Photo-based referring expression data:
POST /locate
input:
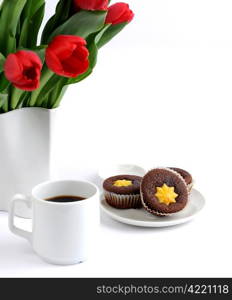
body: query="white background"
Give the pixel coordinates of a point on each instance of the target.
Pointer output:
(160, 95)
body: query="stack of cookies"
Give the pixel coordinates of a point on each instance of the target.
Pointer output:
(162, 191)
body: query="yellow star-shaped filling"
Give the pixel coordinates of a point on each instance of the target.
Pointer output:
(122, 182)
(166, 194)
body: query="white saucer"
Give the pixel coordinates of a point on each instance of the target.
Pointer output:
(140, 217)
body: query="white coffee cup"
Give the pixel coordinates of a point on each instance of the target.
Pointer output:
(62, 233)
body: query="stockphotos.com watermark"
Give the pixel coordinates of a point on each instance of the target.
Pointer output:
(141, 289)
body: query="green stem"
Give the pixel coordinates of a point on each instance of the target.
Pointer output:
(15, 97)
(57, 102)
(46, 75)
(5, 106)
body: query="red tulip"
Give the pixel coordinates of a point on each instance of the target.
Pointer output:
(91, 4)
(67, 55)
(23, 70)
(119, 13)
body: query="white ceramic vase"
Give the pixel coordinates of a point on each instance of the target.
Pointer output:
(25, 147)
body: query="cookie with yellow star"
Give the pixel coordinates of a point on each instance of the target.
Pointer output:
(164, 192)
(123, 191)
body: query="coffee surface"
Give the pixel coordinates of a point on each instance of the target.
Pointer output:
(65, 199)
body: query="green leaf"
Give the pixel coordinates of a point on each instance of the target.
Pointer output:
(3, 99)
(61, 15)
(2, 61)
(10, 16)
(82, 24)
(93, 51)
(110, 33)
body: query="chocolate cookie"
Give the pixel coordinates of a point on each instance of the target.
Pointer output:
(186, 175)
(163, 192)
(123, 191)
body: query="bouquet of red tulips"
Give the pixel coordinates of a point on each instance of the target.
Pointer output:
(37, 74)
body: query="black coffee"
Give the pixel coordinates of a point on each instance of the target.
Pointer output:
(62, 199)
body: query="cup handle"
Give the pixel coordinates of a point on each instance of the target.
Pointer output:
(17, 199)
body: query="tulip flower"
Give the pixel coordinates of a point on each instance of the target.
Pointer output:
(23, 70)
(67, 55)
(119, 13)
(91, 4)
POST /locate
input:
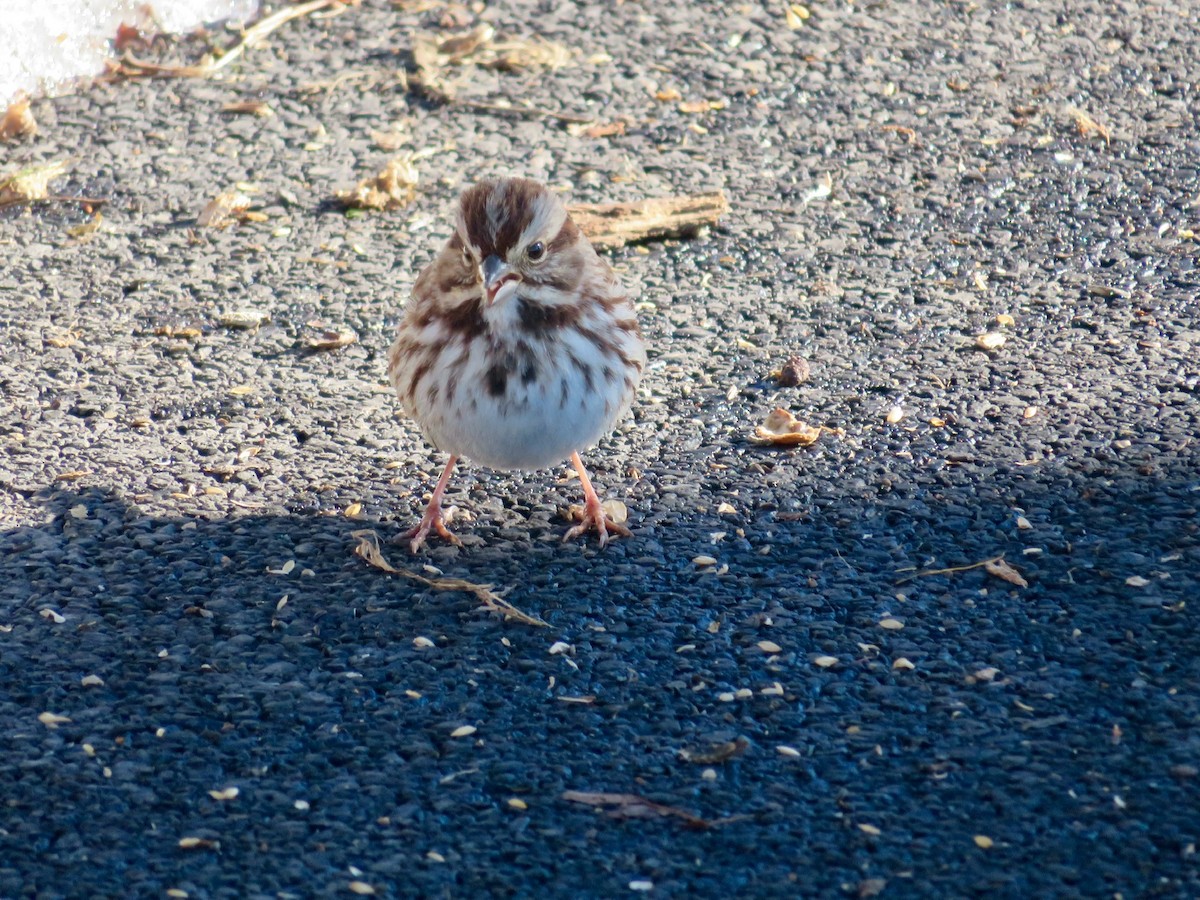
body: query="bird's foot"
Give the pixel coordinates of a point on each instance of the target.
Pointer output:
(592, 515)
(432, 520)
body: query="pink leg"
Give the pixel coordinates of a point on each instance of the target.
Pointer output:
(593, 513)
(432, 517)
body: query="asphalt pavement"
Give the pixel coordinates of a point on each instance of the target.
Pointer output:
(807, 673)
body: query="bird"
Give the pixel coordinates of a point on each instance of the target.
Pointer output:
(517, 347)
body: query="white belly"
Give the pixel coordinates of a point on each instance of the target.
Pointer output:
(531, 424)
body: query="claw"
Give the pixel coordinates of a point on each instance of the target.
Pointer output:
(433, 519)
(593, 511)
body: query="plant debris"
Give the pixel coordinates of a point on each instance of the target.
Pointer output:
(1087, 126)
(226, 209)
(1005, 571)
(783, 429)
(393, 189)
(333, 339)
(249, 107)
(18, 121)
(793, 372)
(631, 805)
(718, 753)
(130, 66)
(995, 565)
(30, 184)
(478, 47)
(615, 225)
(369, 550)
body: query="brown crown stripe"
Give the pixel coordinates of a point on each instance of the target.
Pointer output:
(515, 199)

__ACTION ITEM__:
Each entry above should come back word for word, and no picture should come with it.

__TASK RESULT__:
POST /locate
input:
body: query="white background"
Give the pixel coordinates of a point on each instance of the target.
Pointer output:
(160, 95)
body: query="stack of cookies"
Give the pixel coordinates of a point on each instance of the target.
Pointer output:
(162, 191)
body: query="yellow star-shaped filling"
Give the pixel coordinates of a point on each instance of the target.
Pointer output:
(122, 182)
(166, 194)
body: query="white saucer"
Give the pixel coordinates of a point on each instance of the target.
Pointer output:
(140, 217)
body: query="white coffee cup"
Give the pixel coordinates of a point on each instance of the target.
Pointer output:
(62, 233)
body: query="stockphotos.com watermark"
Give the pixel coordinates of a point on each instance of the target.
Pointer output:
(141, 289)
body: query="green stem"
Give the pixel coordinates of a point on each instance of the target.
Pointer output:
(15, 97)
(57, 102)
(46, 75)
(5, 106)
body: query="red tulip"
Give the pixel coordinates of a point on each instance of the target.
Pointer output:
(91, 4)
(67, 55)
(23, 70)
(119, 13)
body: query="white ceramic vase"
Give the pixel coordinates of a point on each instance of the target.
Pointer output:
(25, 147)
body: query="cookie with yellow star"
Give the pixel coordinates of a point on each instance of the target.
Pointer output:
(164, 192)
(123, 191)
body: query="coffee surface"
Give the pixel coordinates of a point on each instance of the target.
Pointer output:
(65, 199)
body: query="green leaf"
Give the pixel coordinates of a point on each instance of the target.
Pointer output:
(3, 99)
(61, 15)
(2, 61)
(10, 16)
(82, 24)
(93, 51)
(110, 33)
body: query="chocolate cookie"
Give the pixel coordinates of a point on each instance of the target.
Pointer output:
(186, 175)
(163, 192)
(123, 191)
body: query="bouquet of red tulips"
Give the pixel coordinates of a point on each instance of the target.
Pointer output:
(37, 74)
body: query="black coffee"
Give the pixel coordinates of a point on each instance of the target.
Pointer output:
(62, 199)
body: query="cup handle"
Give the pixel coordinates of a point on each instance of the target.
Pointer output:
(17, 199)
body: query="tulip flower"
Give the pixel coordinates of a point on each instance of the target.
Pointer output:
(23, 70)
(67, 55)
(119, 13)
(91, 4)
POST /locate
input:
body: query="bird's foot"
Give the pixel coordinates of a point on each instance of the target.
Pointer output:
(592, 515)
(432, 520)
body: query="pink leg"
Give the pixel coordinates of a point on each instance of the target.
Pointer output:
(593, 513)
(432, 517)
body: query="asphalt pavement"
Give the pixel coordinates of a point on each instance of the target.
Pointer output:
(807, 673)
body: query="bird"
Give the pixel coordinates of a point on each instance of the target.
Pointer output:
(517, 347)
body: query="white belly"
Give the pixel coordinates of a point on each instance of the target.
Pointer output:
(531, 424)
body: query="claw"
Give the pixel coordinates of a point on each instance of the target.
Pointer output:
(433, 519)
(593, 511)
body: query="plant debris"
Give the pixel coordinates of a point on each instance of the target.
Pointer output:
(1087, 126)
(226, 209)
(1005, 571)
(783, 429)
(393, 189)
(333, 339)
(249, 107)
(18, 121)
(793, 372)
(631, 805)
(718, 753)
(130, 66)
(995, 565)
(30, 184)
(478, 47)
(615, 225)
(369, 550)
body: query="brown crown stripe"
Give the pixel coordinates of a point on each instance of the target.
Pointer output:
(515, 199)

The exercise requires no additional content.